**WRITTEN REQUEST:**
Arrange every line of the records below as a numbered list, skipping blank lines. Leave the pictures out of your answer.

---------- DATASET ROWS

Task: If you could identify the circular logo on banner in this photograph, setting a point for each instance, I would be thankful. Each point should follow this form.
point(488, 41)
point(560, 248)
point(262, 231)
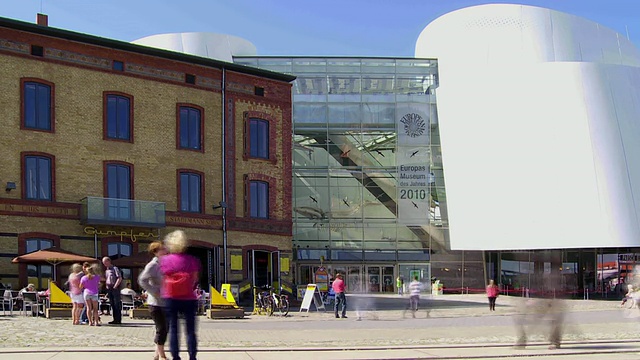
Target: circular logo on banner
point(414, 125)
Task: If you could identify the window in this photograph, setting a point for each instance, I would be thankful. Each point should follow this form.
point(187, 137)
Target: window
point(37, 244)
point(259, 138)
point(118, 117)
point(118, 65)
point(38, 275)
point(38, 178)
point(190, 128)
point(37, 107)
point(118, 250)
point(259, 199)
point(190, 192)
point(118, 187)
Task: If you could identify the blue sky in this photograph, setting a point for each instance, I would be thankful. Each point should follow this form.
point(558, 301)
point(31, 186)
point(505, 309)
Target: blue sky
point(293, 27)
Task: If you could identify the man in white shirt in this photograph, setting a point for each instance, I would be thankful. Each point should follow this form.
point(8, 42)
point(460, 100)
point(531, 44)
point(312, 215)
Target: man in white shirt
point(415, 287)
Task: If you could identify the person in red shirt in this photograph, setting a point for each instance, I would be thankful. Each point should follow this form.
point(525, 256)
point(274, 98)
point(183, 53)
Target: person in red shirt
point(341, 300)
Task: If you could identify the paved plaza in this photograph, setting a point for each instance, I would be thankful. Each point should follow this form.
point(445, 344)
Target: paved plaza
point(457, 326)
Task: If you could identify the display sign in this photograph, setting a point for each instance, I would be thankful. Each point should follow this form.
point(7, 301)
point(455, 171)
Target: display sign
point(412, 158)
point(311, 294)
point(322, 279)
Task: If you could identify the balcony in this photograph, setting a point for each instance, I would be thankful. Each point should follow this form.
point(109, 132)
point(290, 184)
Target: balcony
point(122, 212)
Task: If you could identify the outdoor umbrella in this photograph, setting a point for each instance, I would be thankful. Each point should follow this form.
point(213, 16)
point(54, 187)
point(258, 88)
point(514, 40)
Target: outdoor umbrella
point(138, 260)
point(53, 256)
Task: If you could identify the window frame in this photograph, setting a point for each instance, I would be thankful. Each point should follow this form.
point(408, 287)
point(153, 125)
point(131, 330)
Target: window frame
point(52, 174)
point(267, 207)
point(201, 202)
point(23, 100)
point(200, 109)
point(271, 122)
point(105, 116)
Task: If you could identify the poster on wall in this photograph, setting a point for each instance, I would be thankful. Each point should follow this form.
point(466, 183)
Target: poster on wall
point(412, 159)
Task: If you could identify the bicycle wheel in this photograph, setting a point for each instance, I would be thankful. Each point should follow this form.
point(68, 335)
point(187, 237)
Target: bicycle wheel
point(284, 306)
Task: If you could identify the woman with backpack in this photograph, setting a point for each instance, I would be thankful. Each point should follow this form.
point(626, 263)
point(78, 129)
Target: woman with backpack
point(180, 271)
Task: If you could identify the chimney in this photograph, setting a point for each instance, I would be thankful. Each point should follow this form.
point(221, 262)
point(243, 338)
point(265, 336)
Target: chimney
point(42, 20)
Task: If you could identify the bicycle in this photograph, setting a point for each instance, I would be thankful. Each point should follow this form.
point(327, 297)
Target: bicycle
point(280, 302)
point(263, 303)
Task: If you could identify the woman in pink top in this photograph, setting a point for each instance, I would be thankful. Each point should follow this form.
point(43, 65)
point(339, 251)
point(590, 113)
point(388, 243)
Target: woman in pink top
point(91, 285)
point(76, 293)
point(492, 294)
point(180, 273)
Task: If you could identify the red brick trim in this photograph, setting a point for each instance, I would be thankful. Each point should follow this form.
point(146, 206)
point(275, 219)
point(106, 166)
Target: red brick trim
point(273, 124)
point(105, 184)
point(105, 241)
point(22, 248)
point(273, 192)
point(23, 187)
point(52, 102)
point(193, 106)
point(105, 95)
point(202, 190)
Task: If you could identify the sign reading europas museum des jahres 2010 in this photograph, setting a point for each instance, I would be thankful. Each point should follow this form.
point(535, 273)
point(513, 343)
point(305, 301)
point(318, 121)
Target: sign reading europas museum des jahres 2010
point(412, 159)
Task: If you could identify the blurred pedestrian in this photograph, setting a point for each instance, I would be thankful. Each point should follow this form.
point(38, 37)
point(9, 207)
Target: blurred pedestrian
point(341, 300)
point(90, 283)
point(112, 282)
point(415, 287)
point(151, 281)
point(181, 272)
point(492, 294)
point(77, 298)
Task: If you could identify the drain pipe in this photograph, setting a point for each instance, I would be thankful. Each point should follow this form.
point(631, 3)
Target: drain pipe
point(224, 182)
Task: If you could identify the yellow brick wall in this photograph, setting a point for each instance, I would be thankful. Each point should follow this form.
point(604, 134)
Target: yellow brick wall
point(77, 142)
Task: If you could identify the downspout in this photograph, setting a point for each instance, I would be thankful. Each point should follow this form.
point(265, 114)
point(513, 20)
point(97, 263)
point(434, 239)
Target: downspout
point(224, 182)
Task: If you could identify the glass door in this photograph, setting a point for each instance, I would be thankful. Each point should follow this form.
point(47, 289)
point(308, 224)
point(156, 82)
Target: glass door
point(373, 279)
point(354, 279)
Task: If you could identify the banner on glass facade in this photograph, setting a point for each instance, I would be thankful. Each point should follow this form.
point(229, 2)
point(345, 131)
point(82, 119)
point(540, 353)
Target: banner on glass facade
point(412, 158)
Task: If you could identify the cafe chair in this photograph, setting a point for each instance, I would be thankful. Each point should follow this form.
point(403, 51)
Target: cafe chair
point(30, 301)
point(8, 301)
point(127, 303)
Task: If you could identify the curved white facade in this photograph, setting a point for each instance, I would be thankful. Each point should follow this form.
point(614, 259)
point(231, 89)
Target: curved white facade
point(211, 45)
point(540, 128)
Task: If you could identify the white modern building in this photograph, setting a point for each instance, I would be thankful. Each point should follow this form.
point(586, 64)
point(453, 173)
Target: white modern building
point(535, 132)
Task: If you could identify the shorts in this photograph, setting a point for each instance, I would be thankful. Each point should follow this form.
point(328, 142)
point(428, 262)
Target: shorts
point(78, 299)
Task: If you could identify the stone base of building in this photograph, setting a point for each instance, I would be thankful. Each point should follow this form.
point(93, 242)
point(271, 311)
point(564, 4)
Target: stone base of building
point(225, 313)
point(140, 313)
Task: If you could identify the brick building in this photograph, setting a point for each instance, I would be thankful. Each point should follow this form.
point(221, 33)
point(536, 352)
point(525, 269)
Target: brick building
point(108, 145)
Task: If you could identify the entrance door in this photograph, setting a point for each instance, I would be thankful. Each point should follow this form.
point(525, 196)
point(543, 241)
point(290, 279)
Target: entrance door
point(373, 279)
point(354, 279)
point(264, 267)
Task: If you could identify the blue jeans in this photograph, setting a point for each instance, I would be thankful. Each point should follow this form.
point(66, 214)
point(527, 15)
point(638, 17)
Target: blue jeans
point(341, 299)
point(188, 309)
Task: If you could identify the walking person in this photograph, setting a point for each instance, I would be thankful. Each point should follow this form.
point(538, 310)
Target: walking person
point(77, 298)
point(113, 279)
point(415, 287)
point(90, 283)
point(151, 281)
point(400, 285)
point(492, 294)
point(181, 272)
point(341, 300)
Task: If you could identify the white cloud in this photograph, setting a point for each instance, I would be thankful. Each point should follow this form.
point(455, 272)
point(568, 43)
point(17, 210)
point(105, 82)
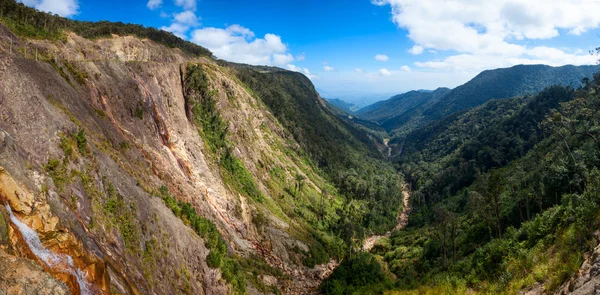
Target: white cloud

--------------------

**THE REPLY:**
1. Task: If you could identify the circular logo on banner in this photograph, setting a point for each instance, I would be thankful. Each point should follow this form.
2. point(488, 41)
3. point(560, 248)
4. point(262, 231)
5. Target: circular logo on banner
6. point(414, 125)
7. Task: If you could identify the window in this photograph, setting a point for each instance, I would be thankful. Each point should follow this form.
8. point(187, 137)
9. Target: window
10. point(37, 244)
11. point(259, 138)
12. point(118, 117)
13. point(118, 65)
14. point(38, 275)
15. point(38, 178)
16. point(190, 128)
17. point(37, 107)
18. point(118, 250)
19. point(259, 199)
20. point(190, 192)
21. point(118, 187)
22. Task: If you could identify the blue sky in this photograph, setting a point for each instance, I would be thankful. Each point should follow this form.
23. point(558, 301)
24. point(31, 186)
25. point(505, 309)
26. Target: blue sky
27. point(293, 27)
28. Task: If you could identify the man in white shirt in this photograph, setting a point for each instance, I would be thankful. Each point should follow this form.
29. point(8, 42)
30. point(460, 100)
31. point(531, 44)
32. point(312, 215)
33. Target: man in white shirt
34. point(415, 287)
35. Task: If you could identify the person in red shirt in this photograph, setting a point for each instance, I would be thankful. Each point should follow this form.
36. point(525, 256)
37. point(274, 98)
38. point(183, 53)
39. Target: person in red shirt
40. point(341, 300)
41. Task: If you could identify the paved plaza in this photograph, setting a point for each instance, I would be thankful. Each point should follow this form.
42. point(445, 344)
43. Target: paved plaza
44. point(457, 326)
45. Task: If you could identify the display sign in this photograph, setting a point for each instance, I would be thankful. Each point should follow this form.
46. point(7, 301)
47. point(455, 171)
48. Target: display sign
49. point(412, 158)
50. point(311, 294)
51. point(322, 279)
52. Task: If you could identify the balcony in this photograph, setting a point for each instance, I would be thankful. Each point should follow this form.
53. point(109, 132)
54. point(290, 184)
55. Target: balcony
56. point(122, 212)
57. Task: If you could identify the outdoor umbrella in this photograph, setting a point for each instance, I would be thankful. Each point should follow this form.
58. point(213, 16)
59. point(54, 187)
60. point(258, 88)
61. point(514, 40)
62. Target: outdoor umbrella
63. point(138, 260)
64. point(53, 256)
65. Task: If you could identify the window frame in this photograph, setting a point for each instance, I would be thankful. Each point should follow this form.
66. point(408, 287)
67. point(153, 125)
68. point(131, 330)
69. Target: window frame
70. point(52, 174)
71. point(267, 207)
72. point(201, 202)
73. point(23, 100)
74. point(200, 109)
75. point(271, 122)
76. point(105, 116)
77. Task: If you could identify the poster on wall in this photograph, setting a point for each instance, I would be thankful. Each point should follow this form.
78. point(466, 183)
79. Target: poster on wall
80. point(412, 159)
81. Task: If you could identify the bicycle wheel in this photograph, setting a point for each instance, I would be thankful. Each point should follow this form.
82. point(68, 335)
83. point(187, 237)
84. Target: bicycle wheel
85. point(284, 306)
86. Task: If you could identify the woman with backpack in this photograph, setting a point for each instance, I would be thankful. Each point should follow this form.
87. point(626, 263)
88. point(78, 129)
89. Target: woman with backpack
90. point(180, 271)
91. Task: If you could identify the chimney in this photograph, setting a point for each instance, I would be thankful. Each point should follow this form.
92. point(221, 262)
93. point(243, 338)
94. point(265, 336)
95. Target: chimney
96. point(42, 20)
97. Task: If you could identify the bicycle in this photograph, setting a point for each instance, I would be thankful. Each point should follow this form.
98. point(327, 297)
99. Target: bicycle
100. point(280, 302)
101. point(263, 303)
102. Task: If you could identify the woman in pink top in this photograph, setting a point for each instance, I would be thankful. Each point should follow this form.
103. point(43, 65)
104. point(339, 251)
105. point(590, 113)
106. point(388, 243)
107. Target: woman in pink top
108. point(91, 285)
109. point(76, 293)
110. point(492, 294)
111. point(180, 273)
112. Task: If you could identify the red brick trim in this photograph, setting a point for each instance, I would be thankful. Each point should follow this form.
113. point(146, 206)
114. point(275, 219)
115. point(106, 166)
116. Target: red brick trim
117. point(273, 124)
118. point(105, 184)
119. point(105, 241)
120. point(22, 248)
121. point(273, 192)
122. point(23, 187)
123. point(52, 102)
124. point(193, 106)
125. point(105, 95)
126. point(202, 190)
127. Task: If you could identify the sign reading europas museum des jahres 2010 in this photograph, setting a point for each instance, I would be thankful. Each point should follow this form.
128. point(535, 273)
129. point(513, 343)
130. point(305, 301)
131. point(318, 121)
132. Target: sign reading europas museum des jahres 2010
133. point(412, 159)
134. Task: If you could identify the blurred pedestrian in this photograph, setting a point for each instance, I would be thankful. Each point should follow this form.
135. point(38, 37)
136. point(9, 207)
137. Target: blurred pedestrian
138. point(341, 300)
139. point(90, 283)
140. point(112, 282)
141. point(415, 287)
142. point(151, 281)
143. point(181, 272)
144. point(492, 294)
145. point(77, 298)
146. Task: If you could identify the drain pipe in this photograph, setting a point for each instance, I would be thankful. Each point should follow this form.
147. point(631, 3)
148. Target: drain pipe
149. point(224, 182)
150. Task: If you could identify the yellow brick wall in this photograph, setting a point for each instance, I would be thankful. Each point should follow this form.
151. point(604, 134)
152. Target: yellow brick wall
153. point(77, 142)
154. Task: If you could identify the downspout in this photograph, setting a point for each instance, I would be thankful. Each point should follow this form.
155. point(265, 114)
156. point(513, 20)
157. point(97, 263)
158. point(434, 239)
159. Target: downspout
160. point(224, 182)
161. Task: If you could identify the glass door in this photograph, setting a point for each instance, I would be thankful. Each point should follow this form.
162. point(47, 289)
163. point(308, 224)
164. point(156, 82)
165. Target: glass door
166. point(373, 279)
167. point(354, 279)
168. Task: If you could identify the banner on glass facade in this photograph, setting a point for each instance, I would be thankful. Each point should follow this form.
169. point(229, 2)
170. point(345, 131)
171. point(82, 119)
172. point(540, 353)
173. Target: banner on glass facade
174. point(412, 158)
175. Task: If you could identify the cafe chair in this photograph, setting a point for each instance, I would be thankful. Each point should follow this form.
176. point(403, 51)
177. Target: cafe chair
178. point(30, 301)
179. point(8, 301)
180. point(127, 303)
181. Task: If you could identify the curved white facade in this photograph, setting a point for each instance, I would be thankful. Each point should follow this form.
182. point(614, 259)
183. point(231, 89)
184. Target: curved white facade
185. point(211, 45)
186. point(540, 128)
187. Task: If you could identify the white modern building in this photograph, setting a point for each instance, I would be thankful. Each point should follow this form.
188. point(586, 64)
189. point(453, 173)
190. Target: white modern building
191. point(535, 132)
192. Task: If you could identify the shorts in this photograph, setting a point for each instance, I would be thankful. Each point should follow this form.
193. point(328, 142)
194. point(428, 262)
195. Target: shorts
196. point(78, 299)
197. Task: If you could identify the stone base of building in this photograph, setting a point for each instance, I would be thankful. Each point should follow this form.
198. point(93, 242)
199. point(271, 311)
200. point(564, 4)
201. Target: stone base of building
202. point(225, 313)
203. point(140, 313)
204. Task: If you could identify the brick building in this photograph, setting a point for each instance, I would be thankful. Each point should follow this form.
205. point(221, 33)
206. point(536, 352)
207. point(525, 269)
208. Target: brick building
209. point(108, 145)
210. Task: If you could identify the entrance door in this photograph, setting a point for each instance, I would be thankful. Each point should follow this form.
211. point(525, 196)
212. point(543, 241)
213. point(290, 279)
214. Target: entrance door
215. point(373, 279)
216. point(354, 279)
217. point(264, 267)
218. Task: If you could identify the blue jeans in this photograph, setting a point for each instance, I would be thankful. Each point should follow this form.
219. point(66, 214)
220. point(527, 15)
221. point(638, 17)
222. Target: blue jeans
223. point(341, 299)
224. point(188, 309)
225. Task: If you could identify the walking person in this photograph, setting a point for each instance, I would be thankful. Each point should follow this form.
226. point(538, 310)
227. Target: walking person
228. point(77, 298)
229. point(113, 279)
230. point(415, 287)
231. point(90, 283)
232. point(151, 281)
233. point(400, 285)
234. point(492, 294)
235. point(181, 272)
236. point(341, 300)
237. Task: If you could identify the white cloud in this photograph, setting a point for each instance, I would be thankful. Each point should follow this form.
238. point(455, 272)
239. point(568, 43)
240. point(17, 210)
241. point(105, 82)
242. Target: white cloud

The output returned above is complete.